- [PROBLEM TO SOLVE]:
Show every line of the records below that contains the string "blue", treating uppercase and lowercase letters as different.

- [DATASET RECORDS]:
------------------------------------------------------------

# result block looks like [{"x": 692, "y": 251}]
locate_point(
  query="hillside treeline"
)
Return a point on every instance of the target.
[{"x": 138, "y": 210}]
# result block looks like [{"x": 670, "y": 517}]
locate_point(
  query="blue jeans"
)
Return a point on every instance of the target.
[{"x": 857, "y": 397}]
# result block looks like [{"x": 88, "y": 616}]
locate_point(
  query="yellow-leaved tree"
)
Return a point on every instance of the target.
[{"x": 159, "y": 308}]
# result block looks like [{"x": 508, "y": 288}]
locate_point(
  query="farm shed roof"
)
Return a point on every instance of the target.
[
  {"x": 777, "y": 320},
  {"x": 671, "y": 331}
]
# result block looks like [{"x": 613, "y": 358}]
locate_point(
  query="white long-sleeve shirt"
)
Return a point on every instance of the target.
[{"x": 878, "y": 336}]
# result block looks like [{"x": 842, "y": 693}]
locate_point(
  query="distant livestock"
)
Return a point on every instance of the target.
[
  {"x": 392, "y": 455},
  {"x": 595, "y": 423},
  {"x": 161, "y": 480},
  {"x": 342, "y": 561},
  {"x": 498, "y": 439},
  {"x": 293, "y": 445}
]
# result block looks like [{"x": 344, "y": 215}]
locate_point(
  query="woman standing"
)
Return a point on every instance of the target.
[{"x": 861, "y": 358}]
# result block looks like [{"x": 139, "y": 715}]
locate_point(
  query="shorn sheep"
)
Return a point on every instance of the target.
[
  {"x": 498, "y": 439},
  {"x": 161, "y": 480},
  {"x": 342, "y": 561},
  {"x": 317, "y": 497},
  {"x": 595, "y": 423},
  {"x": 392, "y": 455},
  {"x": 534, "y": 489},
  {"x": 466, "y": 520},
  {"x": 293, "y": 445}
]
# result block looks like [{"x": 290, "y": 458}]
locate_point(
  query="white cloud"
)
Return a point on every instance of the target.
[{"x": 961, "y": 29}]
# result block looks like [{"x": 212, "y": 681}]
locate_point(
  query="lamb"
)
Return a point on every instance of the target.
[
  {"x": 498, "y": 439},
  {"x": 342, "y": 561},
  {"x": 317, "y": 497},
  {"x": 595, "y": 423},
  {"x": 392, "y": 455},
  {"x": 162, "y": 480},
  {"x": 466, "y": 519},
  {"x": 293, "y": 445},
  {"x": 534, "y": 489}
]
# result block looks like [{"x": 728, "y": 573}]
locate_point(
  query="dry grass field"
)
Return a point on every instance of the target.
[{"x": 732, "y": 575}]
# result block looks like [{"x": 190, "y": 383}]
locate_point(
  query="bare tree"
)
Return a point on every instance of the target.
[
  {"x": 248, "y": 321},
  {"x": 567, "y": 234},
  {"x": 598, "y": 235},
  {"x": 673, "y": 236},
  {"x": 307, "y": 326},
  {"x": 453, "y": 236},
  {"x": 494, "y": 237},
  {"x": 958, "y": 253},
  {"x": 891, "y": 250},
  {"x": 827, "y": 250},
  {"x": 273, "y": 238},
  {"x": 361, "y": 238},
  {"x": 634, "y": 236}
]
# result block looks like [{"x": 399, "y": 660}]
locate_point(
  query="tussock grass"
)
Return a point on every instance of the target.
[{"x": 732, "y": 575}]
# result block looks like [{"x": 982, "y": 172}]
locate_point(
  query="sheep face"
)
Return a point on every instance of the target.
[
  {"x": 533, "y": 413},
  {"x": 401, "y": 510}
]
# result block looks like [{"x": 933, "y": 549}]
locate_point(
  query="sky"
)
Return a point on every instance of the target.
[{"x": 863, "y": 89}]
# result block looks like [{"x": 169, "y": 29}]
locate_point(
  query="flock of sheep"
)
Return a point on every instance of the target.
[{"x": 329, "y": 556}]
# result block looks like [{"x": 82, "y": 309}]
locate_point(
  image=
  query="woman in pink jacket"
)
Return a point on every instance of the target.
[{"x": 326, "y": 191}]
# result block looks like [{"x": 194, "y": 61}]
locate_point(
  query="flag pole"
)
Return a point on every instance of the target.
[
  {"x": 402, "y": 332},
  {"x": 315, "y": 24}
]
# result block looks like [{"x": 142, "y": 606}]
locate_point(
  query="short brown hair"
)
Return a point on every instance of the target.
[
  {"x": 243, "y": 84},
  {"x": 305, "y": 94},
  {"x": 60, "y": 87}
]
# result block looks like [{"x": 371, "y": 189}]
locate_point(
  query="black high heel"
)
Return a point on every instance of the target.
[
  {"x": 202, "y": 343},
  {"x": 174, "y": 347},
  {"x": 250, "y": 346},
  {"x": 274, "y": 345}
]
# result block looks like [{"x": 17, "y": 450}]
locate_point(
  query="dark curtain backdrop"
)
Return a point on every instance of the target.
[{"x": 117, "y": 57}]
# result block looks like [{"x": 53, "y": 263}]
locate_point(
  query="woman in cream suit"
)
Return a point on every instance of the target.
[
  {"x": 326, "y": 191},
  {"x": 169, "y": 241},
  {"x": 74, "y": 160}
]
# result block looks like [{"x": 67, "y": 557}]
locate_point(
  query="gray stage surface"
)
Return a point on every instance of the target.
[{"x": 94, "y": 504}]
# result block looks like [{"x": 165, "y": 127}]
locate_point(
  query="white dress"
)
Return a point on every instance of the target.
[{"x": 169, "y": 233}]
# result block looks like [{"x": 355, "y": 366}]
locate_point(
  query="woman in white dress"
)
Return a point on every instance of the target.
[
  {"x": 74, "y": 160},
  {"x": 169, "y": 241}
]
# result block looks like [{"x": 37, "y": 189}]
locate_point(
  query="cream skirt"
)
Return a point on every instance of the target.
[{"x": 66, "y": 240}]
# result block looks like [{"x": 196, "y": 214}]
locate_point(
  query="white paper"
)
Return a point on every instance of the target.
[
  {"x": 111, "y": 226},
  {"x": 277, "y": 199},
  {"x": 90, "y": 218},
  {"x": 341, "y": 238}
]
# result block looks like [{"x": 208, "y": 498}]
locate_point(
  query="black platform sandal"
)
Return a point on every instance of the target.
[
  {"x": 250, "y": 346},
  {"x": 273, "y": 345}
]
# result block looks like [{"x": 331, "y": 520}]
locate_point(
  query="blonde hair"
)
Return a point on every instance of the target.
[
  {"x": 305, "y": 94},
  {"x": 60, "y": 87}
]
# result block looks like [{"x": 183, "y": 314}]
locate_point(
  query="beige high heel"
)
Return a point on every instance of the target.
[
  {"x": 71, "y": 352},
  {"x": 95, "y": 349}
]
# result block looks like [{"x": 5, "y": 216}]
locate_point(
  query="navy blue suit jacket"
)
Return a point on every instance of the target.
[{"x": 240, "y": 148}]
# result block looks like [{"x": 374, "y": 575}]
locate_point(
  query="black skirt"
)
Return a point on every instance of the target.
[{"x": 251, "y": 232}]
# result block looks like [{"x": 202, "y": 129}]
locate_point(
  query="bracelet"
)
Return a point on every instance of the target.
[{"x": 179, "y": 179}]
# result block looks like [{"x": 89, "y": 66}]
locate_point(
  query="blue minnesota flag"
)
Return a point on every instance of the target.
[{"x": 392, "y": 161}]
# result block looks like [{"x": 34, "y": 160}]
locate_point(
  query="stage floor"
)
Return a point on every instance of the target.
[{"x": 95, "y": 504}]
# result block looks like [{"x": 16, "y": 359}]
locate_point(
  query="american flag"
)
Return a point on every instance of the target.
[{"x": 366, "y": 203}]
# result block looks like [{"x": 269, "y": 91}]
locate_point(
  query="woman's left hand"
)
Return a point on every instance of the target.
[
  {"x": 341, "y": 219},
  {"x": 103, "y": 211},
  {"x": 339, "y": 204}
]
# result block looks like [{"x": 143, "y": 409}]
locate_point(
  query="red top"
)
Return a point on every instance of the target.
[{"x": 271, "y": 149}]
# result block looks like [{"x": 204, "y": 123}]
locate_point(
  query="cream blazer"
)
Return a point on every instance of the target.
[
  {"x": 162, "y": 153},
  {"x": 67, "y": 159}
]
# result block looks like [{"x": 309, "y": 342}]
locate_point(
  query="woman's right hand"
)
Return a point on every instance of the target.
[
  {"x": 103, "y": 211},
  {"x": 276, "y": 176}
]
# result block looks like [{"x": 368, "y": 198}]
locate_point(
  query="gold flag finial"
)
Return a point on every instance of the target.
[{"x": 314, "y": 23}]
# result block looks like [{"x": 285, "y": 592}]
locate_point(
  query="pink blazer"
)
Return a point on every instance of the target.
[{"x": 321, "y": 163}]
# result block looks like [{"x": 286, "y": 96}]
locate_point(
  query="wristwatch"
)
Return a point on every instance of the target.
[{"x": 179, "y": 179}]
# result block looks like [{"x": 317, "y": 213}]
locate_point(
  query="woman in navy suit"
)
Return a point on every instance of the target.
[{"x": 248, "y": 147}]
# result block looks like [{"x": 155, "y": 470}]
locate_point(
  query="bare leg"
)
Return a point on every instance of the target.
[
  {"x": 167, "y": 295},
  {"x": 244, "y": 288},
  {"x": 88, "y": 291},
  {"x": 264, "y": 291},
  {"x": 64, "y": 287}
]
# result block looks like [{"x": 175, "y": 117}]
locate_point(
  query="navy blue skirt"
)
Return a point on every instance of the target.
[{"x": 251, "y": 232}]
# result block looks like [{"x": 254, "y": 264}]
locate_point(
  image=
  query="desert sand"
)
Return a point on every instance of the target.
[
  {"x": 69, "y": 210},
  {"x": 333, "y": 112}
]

------------------------------------------------------------

- [ANSWER FOR THE TASK]:
  query="blue jeans"
  query="navy blue suit jacket"
  query="blue minnesota flag"
  query="navy blue skirt"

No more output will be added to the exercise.